Quote the discussion of Mac computer performance below in full, word for word.
----- DOCUMENT SEGMENT -----
You need to have a very narrow view of what a computer is and can do to think CPU speed is the only determining factor in what gives a computer value. No one with a MacPro is going to give it up for a Mini. People that need what a MacPro does won’t be buying a Mini.

For example, a Mini might suit my needs, but I’m waiting on GPU performance numbers against tasks I do. I don’t give much of a crap about the CPU speed, as those have been fast enough for a few generations.
Not having a powerful enough GPU makes these new Macs look silly especially since everything is unified and you can't upgrade manually like before if needed for space or ram miss the good ole days
 
We dont have to imagine, for a long long time, computer perfomance doubled every 18 months like clock work. Like that was actually the industry standard until like 2010.
That was pretty much the case from circa 1984 to 2010. During that time I was upgrading roughly every 6 years and expect a 10x improvement in performance. I bought an M1 Mini 16G/1T in early 2021 and now thinking about the M4 Pro many with 64G of RAM. So in about 4 years the top of the line Mini is now ~4X faster, with 4X the RAM and 4X the memory bandwidth. This is slower than the "golden era" of rapidly increasing computer power, but still respectable growth.

Update: I did pull the trigger on ordering the M4Pro Mini - due Dec 10.
----- ENTRIES -----
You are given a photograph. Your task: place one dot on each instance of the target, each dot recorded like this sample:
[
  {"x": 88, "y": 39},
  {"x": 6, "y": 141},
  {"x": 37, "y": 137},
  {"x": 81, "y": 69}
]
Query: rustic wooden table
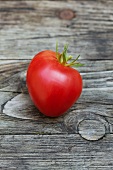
[{"x": 82, "y": 139}]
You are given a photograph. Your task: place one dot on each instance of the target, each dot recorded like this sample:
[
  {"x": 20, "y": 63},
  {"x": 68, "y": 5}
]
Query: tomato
[{"x": 54, "y": 86}]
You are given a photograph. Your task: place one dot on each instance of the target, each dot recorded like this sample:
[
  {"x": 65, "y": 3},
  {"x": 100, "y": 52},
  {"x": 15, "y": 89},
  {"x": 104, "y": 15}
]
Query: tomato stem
[{"x": 63, "y": 58}]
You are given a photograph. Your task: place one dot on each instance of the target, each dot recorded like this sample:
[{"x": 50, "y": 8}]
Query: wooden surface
[{"x": 81, "y": 139}]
-----
> FINAL RESULT:
You need to have a very narrow view of what a computer is and can do to think CPU speed is the only determining factor in what gives a computer value. No one with a MacPro is going to give it up for a Mini. People that need what a MacPro does won’t be buying a Mini.

For example, a Mini might suit my needs, but I’m waiting on GPU performance numbers against tasks I do. I don’t give much of a crap about the CPU speed, as those have been fast enough for a few generations.
Not having a powerful enough GPU makes these new Macs look silly especially since everything is unified and you can't upgrade manually like before if needed for space or ram miss the good ole days
 
We dont have to imagine, for a long long time, computer perfomance doubled every 18 months like clock work. Like that was actually the industry standard until like 2010.
That was pretty much the case from circa 1984 to 2010. During that time I was upgrading roughly every 6 years and expect a 10x improvement in performance. I bought an M1 Mini 16G/1T in early 2021 and now thinking about the M4 Pro many with 64G of RAM. So in about 4 years the top of the line Mini is now ~4X faster, with 4X the RAM and 4X the memory bandwidth. This is slower than the "golden era" of rapidly increasing computer power, but still respectable growth.

Update: I did pull the trigger on ordering the M4Pro Mini - due Dec 10.